▸ Provided text:
Turns out that the history of color isn’t so black and white.
Tens of thousands of years ago, humans discovered that they could use clay to depict their ancient worlds on cave walls. And a preoccupation with color soon followed. What a color signifies, what it says about those who possess clothing or art in certain colors, has changed throughout the course of history. In many cases, the most influential of those changes can be traced not just to movements or people but to specific places around the world.
WHERE: Blombos Cave, South Africa
In many ways, the history of all color starts with red. Archeological discoveries have dated the use of ochre by early humans as far back as 40,000 years. From the painted caves of Altamira, Spain to the pigment-coated bones of the Red Lady of Paviland, the ornamental use of ochre has been ubiquitous throughout early human history.
But a more recent discovery finds that the use of ochre goes back further in time than previously thought.
Located in a private nature reserve roughly 200 miles outside Cape Town, Blombos Cave’s archaeological significance was first discovered during an excavation in the early 1990s. But in 2008, researchers made a pair of ochre-related discoveries that suggested new information about our earliest ancestors. Eight pieces of ochre were found that had been engraved with fine, abstract patterns. These pieces were determined to be between 70,000 and 100,000 years old—predating similar European artifacts by tens of thousands of years.
The second discovery was that of an ochre making workshop, which included various tools and indications that the pigment was stored in abalone shells. The ability to create the engraved geometric patterns, implement the planning involved with creating a workshop, and understand the chemistry involved with creating the pigment indicate a level of complex cognition that homo sapiens of this time were, previously, not thought to possess.
This may be the earliest chapter in the story of humanity’s use of color.
WHERE: Orange, Vaucluse
Around 35 BC, a site in southern France was founded and named Arausio in honor of a Celtic water god. Because of its location, trade from France’s southern ports made its way through the region. One of the more notable items being traded was “Chinese apples” or “oranges.” At some point, the site once known as Arausio became the Principality of Orange.

▸ Provided information:
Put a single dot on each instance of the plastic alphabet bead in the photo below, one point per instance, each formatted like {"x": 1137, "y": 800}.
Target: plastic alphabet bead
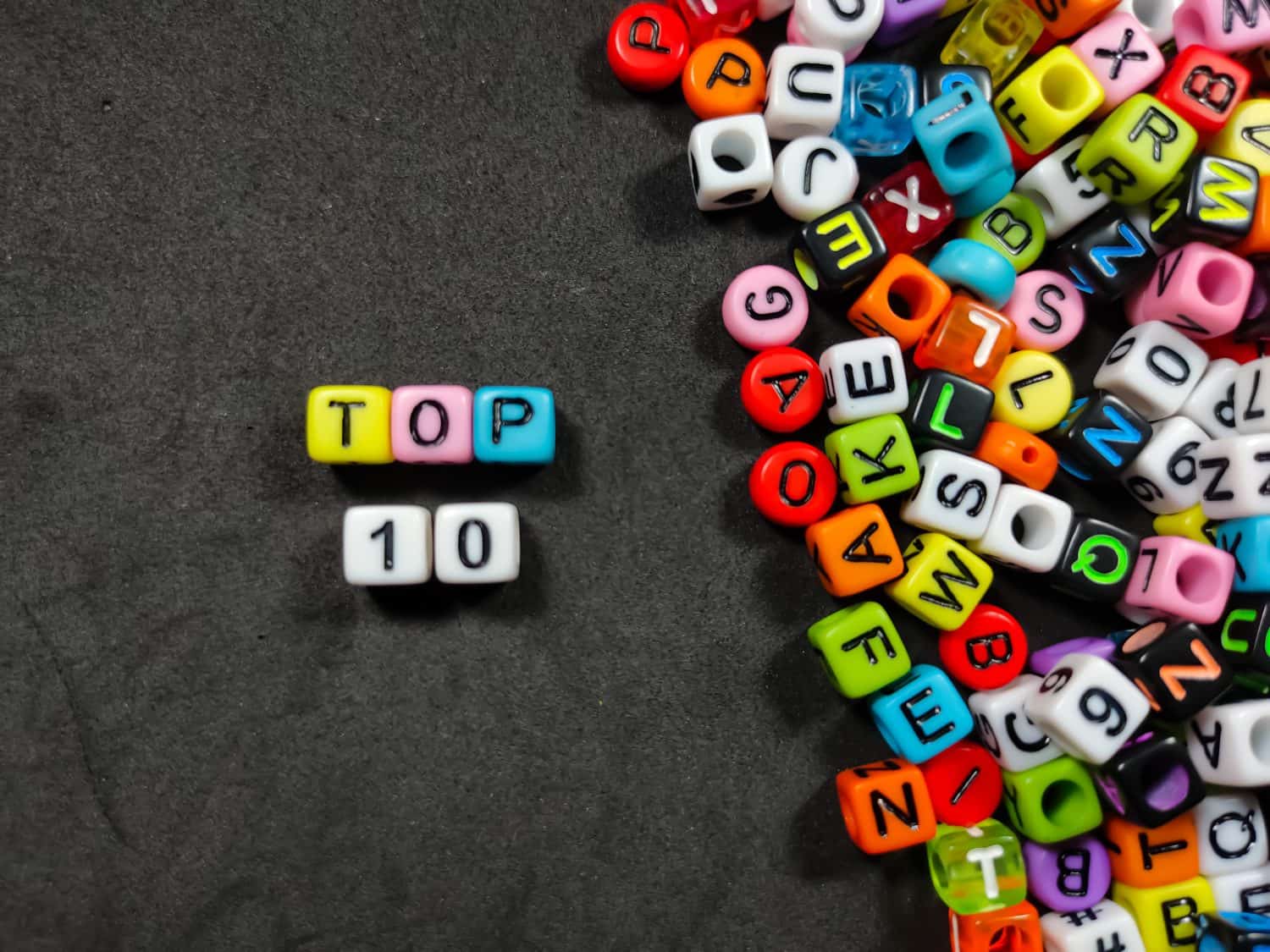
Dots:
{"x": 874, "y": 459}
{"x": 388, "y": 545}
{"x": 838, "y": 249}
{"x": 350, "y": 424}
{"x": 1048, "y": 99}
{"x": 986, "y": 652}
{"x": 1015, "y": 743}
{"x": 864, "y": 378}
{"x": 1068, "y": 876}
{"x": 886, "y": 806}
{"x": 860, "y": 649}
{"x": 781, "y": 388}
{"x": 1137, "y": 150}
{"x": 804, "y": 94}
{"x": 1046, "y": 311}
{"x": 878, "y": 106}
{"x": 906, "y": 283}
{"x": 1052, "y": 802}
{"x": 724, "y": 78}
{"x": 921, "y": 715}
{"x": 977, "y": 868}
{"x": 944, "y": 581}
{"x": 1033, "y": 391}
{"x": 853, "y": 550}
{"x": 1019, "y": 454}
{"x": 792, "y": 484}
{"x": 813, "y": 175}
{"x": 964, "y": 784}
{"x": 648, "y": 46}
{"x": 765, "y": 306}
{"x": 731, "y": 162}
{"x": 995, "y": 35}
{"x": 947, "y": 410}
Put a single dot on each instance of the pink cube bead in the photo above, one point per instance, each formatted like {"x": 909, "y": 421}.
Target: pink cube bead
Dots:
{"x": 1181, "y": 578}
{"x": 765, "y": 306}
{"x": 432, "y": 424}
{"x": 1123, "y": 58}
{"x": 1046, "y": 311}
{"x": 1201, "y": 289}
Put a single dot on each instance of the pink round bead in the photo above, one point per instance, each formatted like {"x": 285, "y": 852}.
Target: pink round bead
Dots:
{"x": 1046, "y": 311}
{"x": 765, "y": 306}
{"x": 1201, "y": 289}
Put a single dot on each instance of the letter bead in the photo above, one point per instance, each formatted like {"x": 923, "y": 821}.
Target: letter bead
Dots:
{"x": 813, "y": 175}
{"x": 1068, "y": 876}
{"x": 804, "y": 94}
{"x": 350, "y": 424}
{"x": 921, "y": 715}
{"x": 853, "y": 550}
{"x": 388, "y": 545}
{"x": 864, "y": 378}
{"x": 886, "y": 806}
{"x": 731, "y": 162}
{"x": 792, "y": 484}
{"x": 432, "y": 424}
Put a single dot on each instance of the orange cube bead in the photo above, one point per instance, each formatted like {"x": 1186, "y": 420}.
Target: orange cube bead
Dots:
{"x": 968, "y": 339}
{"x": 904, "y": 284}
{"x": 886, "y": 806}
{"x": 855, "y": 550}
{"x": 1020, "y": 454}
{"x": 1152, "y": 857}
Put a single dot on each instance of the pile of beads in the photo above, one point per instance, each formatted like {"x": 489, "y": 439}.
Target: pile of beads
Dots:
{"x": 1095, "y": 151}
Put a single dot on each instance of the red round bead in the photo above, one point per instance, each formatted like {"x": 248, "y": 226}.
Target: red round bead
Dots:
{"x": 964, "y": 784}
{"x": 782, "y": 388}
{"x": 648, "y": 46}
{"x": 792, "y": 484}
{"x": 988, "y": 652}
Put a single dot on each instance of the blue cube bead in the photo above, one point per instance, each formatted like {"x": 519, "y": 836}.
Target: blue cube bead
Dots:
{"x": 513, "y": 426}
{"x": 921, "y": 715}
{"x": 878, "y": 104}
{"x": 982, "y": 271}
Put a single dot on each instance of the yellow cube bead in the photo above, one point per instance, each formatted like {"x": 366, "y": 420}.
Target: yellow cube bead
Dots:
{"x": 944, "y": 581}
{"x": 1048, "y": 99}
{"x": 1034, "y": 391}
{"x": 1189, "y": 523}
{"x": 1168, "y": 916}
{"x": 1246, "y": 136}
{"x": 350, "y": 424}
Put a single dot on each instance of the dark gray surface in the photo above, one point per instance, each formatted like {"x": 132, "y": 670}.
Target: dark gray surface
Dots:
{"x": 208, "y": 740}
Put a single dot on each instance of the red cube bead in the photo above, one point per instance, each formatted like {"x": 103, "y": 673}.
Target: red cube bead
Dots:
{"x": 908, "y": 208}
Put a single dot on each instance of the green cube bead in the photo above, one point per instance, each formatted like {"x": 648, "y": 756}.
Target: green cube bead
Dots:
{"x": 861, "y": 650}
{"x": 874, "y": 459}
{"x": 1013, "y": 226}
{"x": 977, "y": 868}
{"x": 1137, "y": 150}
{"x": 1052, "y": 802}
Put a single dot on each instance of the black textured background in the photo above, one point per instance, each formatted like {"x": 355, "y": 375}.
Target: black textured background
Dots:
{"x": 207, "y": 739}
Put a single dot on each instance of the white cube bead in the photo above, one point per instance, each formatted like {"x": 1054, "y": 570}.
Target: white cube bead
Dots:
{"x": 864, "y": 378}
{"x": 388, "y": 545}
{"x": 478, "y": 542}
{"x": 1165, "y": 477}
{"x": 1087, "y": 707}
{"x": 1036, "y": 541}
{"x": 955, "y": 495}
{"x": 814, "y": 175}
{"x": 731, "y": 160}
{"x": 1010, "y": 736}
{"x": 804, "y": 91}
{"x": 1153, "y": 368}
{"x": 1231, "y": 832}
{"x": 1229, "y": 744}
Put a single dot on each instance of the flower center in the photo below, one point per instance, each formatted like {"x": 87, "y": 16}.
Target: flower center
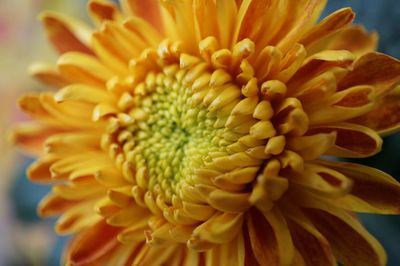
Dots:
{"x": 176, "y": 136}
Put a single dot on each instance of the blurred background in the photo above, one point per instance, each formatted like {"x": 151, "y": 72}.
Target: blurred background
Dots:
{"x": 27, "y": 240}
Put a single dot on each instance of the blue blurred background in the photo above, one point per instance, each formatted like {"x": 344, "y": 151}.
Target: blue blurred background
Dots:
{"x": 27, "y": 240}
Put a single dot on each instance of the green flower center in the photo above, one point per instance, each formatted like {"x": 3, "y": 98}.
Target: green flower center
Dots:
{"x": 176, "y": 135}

▸ Required task 1:
Please answer these questions using the text on the history of color:
(a) Between how many years old were the engraved ochre pieces found at Blombos Cave determined to be?
(b) In what were the ochre workshop's pigments apparently stored?
(c) In honor of whom was Arausio named?
▸ Required task 2:
Pick up the text on the history of color from its final sentence and write the next few paragraphs.

▸ Exercise answer 1:
(a) Between 70,000 and 100,000 years old.
(b) In abalone shells.
(c) A Celtic water god.

▸ Exercise answer 2:
When the mid-16th-century rolled along, the 11-year-old count of Nassau inherited properties in the Netherlands as well as the title “Prince of Orange.” This new Prince of Orange then went on to lead a Dutch (Protestant) Revolt against the Spanish (Catholic) Hapsburgs, a conflict that led to the forming of the Dutch Republic
It’s because of this section of history that the color orange picked up two close associations. The first was that orange became closely associated with the Netherlands. Indeed, while the Dutch flag is red, white, and blue, it’s orange that’s unofficially the official color of the country. And if you’ve ever sported gear for the York Mets, New York Knicks, or even the San Francisco (née New York) Giants, your orange adornments are a nod to the Dutch settlement of New Amsterdam.
WHERE: Sar-i Sang, Afghanistan
When ground into a powder, the semi-precious stone lapis lazuli creates a pigment known as ultramarine. It’s a very deep, rich shade of blue. And the fact that sources for lapis lazuli were pretty much limited to a few mines in Sar-i Sang, Afghanistan, meant that it was also extremely expensive—more valuable than gold—especially during the Medieval and Renaissance period. That meant that painters (and the patrons who often footed the bill for the expensive pigment) would reserve ultramarine for only the most esteemed subjects. Often, this meant the raiment of Christ or the Virgin Mary.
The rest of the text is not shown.